ABOUT THIS TASK: Among the entries below, please repeat exactly and only the lines from the line containing "Query: inflatable pink flamingo float" to the line containing "like (379, 34).", both lines included.
*** SOURCE INFORMATION
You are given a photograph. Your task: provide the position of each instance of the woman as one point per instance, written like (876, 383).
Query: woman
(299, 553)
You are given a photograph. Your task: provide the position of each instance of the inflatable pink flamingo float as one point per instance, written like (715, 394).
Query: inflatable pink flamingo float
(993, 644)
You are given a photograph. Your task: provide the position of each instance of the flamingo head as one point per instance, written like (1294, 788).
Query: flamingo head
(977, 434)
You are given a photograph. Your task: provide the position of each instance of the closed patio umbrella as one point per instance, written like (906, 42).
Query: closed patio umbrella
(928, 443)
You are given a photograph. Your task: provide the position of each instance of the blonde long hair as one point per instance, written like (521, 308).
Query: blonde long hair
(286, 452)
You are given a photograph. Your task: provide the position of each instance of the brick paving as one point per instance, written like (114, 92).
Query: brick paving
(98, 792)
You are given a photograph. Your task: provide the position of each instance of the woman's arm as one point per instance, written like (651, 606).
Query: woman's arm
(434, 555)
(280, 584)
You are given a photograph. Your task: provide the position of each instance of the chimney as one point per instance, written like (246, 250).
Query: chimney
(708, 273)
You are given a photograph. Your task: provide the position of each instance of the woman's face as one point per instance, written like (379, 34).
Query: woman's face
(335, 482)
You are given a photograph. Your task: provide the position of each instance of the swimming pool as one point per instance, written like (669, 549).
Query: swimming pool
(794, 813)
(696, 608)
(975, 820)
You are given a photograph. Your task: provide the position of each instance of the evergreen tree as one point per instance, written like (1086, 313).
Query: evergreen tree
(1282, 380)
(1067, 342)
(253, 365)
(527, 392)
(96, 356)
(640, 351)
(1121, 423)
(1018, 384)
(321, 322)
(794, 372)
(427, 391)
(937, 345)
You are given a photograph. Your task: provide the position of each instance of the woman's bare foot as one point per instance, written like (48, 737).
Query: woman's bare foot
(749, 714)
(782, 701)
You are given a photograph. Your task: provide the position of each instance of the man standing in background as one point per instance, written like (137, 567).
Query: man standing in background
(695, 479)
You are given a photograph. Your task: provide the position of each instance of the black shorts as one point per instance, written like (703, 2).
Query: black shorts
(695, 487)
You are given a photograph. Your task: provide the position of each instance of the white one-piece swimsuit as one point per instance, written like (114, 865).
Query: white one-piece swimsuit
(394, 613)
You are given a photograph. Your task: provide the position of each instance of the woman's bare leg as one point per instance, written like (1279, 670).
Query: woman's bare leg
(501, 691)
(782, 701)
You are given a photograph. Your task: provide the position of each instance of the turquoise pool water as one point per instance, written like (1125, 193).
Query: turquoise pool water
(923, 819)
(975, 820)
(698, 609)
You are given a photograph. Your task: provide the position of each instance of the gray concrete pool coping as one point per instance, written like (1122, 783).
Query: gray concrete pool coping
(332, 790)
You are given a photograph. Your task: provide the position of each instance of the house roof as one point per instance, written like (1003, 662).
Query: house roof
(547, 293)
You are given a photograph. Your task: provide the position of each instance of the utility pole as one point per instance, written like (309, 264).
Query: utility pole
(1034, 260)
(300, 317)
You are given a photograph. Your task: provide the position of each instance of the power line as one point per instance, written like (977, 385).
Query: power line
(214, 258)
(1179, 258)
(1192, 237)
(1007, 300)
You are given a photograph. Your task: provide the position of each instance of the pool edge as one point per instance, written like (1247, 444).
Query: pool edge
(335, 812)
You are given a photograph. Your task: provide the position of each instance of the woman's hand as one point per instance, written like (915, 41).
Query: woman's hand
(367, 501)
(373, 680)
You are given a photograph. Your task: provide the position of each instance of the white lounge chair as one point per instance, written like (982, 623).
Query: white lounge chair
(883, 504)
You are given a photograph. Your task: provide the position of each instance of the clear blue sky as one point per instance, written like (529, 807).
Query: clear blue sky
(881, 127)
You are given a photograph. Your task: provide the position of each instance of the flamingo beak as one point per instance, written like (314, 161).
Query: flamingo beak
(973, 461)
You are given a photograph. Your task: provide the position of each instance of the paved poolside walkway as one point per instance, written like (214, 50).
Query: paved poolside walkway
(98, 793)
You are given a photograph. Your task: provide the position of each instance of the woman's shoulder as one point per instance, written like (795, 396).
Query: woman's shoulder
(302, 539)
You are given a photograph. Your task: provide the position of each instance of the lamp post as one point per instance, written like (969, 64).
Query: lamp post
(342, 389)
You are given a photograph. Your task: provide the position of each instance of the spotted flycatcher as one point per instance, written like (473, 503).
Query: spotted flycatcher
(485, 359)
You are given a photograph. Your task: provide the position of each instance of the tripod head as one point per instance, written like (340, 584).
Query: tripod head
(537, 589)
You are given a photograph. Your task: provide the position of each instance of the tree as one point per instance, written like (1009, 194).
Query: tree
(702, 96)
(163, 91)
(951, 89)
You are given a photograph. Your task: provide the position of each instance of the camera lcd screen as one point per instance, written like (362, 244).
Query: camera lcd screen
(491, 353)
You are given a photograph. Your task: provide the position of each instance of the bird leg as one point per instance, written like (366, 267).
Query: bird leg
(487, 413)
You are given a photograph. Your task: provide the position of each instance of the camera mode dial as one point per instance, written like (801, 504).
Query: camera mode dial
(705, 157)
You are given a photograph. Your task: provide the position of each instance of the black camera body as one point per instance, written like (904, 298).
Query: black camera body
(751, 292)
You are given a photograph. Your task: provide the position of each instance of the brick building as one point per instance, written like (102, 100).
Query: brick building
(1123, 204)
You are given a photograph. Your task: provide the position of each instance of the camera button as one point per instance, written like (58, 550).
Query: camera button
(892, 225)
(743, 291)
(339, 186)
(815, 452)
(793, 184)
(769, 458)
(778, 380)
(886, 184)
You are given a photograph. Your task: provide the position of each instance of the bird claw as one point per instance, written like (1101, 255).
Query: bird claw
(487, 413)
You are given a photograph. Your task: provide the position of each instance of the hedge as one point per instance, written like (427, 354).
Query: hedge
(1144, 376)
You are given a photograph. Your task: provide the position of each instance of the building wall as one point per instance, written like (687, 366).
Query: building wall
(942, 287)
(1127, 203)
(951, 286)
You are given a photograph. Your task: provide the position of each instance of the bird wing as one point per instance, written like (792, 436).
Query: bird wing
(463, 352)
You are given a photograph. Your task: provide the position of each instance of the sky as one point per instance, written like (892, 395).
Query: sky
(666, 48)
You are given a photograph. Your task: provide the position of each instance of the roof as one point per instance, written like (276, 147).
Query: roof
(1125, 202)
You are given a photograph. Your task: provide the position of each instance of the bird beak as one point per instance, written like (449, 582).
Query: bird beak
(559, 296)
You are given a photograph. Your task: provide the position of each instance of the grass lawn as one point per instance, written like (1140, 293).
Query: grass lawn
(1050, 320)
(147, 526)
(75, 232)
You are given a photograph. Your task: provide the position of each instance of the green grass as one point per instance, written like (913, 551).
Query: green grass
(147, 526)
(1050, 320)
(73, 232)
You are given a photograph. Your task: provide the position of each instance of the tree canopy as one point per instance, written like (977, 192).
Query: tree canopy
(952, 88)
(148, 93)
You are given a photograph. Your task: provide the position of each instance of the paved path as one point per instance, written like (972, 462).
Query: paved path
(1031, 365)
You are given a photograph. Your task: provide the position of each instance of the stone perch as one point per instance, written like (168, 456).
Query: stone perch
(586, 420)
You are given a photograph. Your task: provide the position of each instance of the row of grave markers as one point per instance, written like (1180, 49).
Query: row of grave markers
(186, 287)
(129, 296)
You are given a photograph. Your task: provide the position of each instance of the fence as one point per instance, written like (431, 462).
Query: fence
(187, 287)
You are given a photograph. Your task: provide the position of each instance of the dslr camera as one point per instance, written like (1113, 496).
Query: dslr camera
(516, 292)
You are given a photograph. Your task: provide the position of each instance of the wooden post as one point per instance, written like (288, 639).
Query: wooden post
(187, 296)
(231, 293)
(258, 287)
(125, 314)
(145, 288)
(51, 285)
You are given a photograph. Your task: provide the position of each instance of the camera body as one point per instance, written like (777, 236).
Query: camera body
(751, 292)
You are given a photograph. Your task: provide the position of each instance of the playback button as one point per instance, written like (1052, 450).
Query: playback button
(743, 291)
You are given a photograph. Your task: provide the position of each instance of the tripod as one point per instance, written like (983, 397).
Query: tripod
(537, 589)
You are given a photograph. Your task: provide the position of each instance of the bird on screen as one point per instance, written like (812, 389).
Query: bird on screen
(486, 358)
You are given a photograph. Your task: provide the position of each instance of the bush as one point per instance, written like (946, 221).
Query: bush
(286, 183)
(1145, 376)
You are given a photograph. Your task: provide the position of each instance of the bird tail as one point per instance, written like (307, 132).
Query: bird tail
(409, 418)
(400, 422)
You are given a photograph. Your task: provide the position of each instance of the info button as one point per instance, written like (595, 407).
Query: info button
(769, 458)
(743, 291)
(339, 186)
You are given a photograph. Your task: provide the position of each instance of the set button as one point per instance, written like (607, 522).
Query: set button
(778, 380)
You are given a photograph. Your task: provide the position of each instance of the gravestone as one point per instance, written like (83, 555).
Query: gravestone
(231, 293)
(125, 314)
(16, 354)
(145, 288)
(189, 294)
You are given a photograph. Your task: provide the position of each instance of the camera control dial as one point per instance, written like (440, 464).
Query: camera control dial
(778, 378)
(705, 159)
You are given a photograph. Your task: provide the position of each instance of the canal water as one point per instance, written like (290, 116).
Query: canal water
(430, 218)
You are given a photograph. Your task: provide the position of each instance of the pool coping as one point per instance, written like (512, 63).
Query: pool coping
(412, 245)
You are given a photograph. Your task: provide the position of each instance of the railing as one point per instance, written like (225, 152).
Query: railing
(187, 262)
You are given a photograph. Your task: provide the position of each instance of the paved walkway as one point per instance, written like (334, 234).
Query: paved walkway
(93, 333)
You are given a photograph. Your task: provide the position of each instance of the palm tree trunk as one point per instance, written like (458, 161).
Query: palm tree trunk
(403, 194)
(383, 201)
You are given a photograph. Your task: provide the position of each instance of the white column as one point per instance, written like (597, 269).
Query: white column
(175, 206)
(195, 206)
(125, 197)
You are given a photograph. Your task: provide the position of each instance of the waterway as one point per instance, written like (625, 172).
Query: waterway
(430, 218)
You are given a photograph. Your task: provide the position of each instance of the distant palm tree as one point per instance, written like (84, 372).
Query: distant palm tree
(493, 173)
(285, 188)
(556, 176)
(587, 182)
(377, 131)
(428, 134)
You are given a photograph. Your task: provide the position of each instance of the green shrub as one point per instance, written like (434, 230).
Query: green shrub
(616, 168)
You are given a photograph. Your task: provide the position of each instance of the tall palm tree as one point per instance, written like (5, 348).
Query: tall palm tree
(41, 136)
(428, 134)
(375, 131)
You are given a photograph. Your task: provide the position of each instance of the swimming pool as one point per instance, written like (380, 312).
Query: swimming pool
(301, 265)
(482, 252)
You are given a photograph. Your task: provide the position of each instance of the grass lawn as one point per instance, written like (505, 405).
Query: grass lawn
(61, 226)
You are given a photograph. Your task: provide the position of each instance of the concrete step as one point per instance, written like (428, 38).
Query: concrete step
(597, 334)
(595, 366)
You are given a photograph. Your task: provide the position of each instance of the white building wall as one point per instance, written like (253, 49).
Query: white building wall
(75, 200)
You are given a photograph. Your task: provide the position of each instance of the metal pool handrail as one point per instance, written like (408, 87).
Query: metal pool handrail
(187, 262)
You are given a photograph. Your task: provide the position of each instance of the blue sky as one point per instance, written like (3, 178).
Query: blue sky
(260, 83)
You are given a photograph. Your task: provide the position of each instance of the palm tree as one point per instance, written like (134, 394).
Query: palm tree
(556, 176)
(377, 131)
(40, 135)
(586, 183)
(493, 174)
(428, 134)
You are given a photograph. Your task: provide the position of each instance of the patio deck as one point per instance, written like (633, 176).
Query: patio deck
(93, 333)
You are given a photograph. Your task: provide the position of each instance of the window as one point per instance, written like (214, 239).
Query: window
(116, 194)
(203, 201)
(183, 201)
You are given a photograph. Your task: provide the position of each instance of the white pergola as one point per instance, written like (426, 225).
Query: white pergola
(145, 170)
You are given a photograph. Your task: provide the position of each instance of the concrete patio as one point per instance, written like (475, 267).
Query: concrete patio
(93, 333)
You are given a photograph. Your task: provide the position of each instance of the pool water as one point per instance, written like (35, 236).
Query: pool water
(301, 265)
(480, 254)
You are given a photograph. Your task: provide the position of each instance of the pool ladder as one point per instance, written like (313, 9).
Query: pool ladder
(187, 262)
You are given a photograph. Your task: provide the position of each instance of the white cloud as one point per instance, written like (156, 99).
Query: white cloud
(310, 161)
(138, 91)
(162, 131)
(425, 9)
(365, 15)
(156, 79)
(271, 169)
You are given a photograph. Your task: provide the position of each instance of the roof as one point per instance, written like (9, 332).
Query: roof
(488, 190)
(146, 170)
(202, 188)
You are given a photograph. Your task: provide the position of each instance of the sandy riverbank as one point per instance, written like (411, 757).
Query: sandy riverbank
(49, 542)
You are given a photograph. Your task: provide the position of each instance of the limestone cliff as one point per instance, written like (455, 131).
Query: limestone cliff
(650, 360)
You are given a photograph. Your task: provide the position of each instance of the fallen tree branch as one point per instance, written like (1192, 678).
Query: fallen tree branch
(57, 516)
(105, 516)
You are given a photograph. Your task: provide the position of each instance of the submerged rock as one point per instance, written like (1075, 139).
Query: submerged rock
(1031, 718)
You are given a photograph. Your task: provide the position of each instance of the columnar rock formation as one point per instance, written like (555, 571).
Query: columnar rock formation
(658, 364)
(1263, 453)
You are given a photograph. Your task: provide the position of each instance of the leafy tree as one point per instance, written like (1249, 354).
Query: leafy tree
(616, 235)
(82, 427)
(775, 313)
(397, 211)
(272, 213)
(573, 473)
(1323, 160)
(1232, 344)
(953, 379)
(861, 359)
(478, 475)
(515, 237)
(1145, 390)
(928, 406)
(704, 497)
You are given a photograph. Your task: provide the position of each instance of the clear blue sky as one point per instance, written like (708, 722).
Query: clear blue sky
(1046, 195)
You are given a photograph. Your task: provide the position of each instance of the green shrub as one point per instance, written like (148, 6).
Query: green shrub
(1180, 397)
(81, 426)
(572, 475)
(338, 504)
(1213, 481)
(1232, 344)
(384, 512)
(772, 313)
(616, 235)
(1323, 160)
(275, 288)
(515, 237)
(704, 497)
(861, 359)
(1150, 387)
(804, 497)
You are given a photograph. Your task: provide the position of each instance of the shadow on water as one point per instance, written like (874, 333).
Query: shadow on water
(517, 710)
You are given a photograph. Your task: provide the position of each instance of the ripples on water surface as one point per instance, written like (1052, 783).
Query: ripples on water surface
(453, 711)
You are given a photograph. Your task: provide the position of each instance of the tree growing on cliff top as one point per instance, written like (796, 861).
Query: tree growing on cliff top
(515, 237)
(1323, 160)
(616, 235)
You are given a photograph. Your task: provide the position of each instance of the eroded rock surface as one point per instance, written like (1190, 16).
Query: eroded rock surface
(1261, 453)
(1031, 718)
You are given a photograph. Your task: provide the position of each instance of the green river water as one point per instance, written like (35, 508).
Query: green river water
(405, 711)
******
WRITTEN RESPONSE:
Query: inflatable pink flamingo float
(993, 644)
You are given a photograph. Your task: provide the position of each instance of the flamingo head as one point per instance, written like (1294, 788).
Query: flamingo head
(977, 434)
You are given a photograph. Your task: provide the position of each instance of the closed patio umbrella as one point per instance, written like (906, 42).
Query: closed patio umbrella
(928, 443)
You are given a photograph. Your task: provide the position of each instance of the blonde long hair as one point per instance, written like (521, 308).
Query: blonde long hair
(286, 452)
You are given a photograph. Your task: provide the position of each instance of the brick paving as one point per instance, written like (114, 92).
Query: brick paving
(98, 792)
You are given a photograph. Your task: provide the position of each instance of the woman's arm as one point per instance, written like (651, 606).
Query: woman's arm
(434, 555)
(280, 584)
You are given a photograph. Your task: provide the position of each instance of the chimney as one point per instance, written like (246, 250).
Query: chimney
(708, 273)
You are given a photograph. Your task: provide the position of each instance of the woman's face as one point per instance, written like (379, 34).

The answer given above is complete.